Passage:

****

The present invention provides a method for manufacturing a conductive structure having high electrical conductivity, and a method for manufacturing a dimensionally accurate separator for a fuel cell having high electrical conductivity. In the present invention, the cavity surface temperature of a mold is kept equal to or higher than the crystal melting temperature (T m ) of composite material until the shaping of the composite material melted in the mold is completed, and after the completion of the shaping process, the cavity surface temperature of the mold is controlled to be equal to or higher than a temperature 20° C. lower than the crystallization temperature (T c ) of the composite material but equal to or lower than a temperature 20° C. higher than the crystallization temperature of the composite material to harden the composite material.

Claims

exact text as granted — not AI-modified
1 - 22 . (canceled) 
     
     
         23 . The conductive structure according to  claim 34 , wherein said conductive structure is hardened, cooled and/or heat-treated while pressurized in said mold or while being pressurized in a sandwiched manner between corrective plates for preventing deformation of said conductive structure. 
     
     
         24 . The conductive structure according to  claim 34 , wherein the molding of said conductive structure employs one molding method selected from among injection molding, injection-compression molding, compression molding, and stamping molding. 
     
     
         25 . The conductive structure according to  claim 34 , wherein said crystalline thermoplastic resin composite material further contains an elastomer. 
     
     
         26 . (canceled) 
     
     
         27 . The conductive structure according to  claim 34 , wherein at least one component contained in said crystalline thermoplastic resin is polyolefin.

****

Given request:
According to claim 27 in the patent excerpt, what material is at least one component of the crystalline thermoplastic resin? The records come from a different source than the patent excerpt.

Stored rows:
****

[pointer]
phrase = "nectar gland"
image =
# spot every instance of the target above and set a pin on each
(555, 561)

****

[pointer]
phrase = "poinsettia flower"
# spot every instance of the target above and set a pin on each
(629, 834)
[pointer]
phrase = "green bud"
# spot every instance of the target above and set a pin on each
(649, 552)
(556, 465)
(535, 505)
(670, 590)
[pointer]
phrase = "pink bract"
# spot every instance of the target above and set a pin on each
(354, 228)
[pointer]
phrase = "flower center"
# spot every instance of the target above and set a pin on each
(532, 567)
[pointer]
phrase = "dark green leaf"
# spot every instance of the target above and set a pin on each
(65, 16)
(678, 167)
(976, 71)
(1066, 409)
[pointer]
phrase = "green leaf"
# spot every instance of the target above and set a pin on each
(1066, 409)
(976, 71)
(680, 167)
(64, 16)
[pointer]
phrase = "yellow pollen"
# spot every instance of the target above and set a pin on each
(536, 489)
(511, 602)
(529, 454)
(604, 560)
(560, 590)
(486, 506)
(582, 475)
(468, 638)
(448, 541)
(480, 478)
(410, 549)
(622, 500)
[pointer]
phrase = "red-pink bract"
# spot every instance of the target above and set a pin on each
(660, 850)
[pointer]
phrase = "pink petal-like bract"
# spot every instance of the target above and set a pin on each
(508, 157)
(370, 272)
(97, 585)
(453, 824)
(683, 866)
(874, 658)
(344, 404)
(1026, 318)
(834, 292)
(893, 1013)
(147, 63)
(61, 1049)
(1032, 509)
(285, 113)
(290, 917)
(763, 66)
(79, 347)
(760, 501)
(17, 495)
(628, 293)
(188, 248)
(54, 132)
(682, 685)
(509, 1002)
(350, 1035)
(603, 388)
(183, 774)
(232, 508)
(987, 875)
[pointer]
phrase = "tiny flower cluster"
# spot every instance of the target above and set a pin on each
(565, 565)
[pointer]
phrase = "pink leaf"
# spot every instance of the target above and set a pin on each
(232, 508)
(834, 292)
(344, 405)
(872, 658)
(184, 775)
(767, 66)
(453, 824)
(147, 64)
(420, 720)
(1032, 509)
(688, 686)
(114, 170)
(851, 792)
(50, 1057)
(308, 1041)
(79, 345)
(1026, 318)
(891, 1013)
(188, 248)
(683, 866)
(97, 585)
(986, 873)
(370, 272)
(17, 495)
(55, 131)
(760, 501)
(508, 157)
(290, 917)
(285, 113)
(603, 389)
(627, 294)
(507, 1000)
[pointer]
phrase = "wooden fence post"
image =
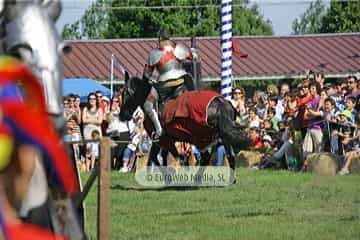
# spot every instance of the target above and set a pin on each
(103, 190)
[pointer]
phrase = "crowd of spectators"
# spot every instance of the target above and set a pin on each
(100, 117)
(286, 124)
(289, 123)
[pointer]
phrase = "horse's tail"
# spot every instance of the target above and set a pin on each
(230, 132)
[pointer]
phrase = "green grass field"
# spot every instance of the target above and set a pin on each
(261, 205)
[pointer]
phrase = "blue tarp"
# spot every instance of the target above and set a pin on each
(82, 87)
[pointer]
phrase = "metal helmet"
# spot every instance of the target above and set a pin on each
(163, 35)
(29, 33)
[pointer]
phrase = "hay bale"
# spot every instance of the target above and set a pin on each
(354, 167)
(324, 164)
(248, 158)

****

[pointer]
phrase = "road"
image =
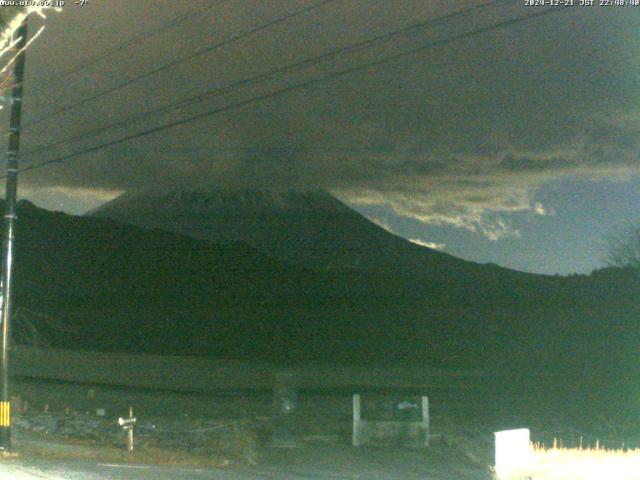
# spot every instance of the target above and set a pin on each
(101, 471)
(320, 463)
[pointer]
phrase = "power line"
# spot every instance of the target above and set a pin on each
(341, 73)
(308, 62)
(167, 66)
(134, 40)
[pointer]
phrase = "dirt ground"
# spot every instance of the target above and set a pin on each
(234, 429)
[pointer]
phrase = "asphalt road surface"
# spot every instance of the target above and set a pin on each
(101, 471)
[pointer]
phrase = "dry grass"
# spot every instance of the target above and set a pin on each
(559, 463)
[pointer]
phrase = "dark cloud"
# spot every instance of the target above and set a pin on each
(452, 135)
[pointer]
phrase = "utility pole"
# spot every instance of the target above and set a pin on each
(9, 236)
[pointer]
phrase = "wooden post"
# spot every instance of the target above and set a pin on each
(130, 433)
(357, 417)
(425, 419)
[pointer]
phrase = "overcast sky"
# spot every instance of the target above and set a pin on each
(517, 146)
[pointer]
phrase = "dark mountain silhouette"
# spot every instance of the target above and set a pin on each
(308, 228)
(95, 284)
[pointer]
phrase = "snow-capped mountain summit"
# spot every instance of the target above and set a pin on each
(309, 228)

****

Full response:
Polyolefin.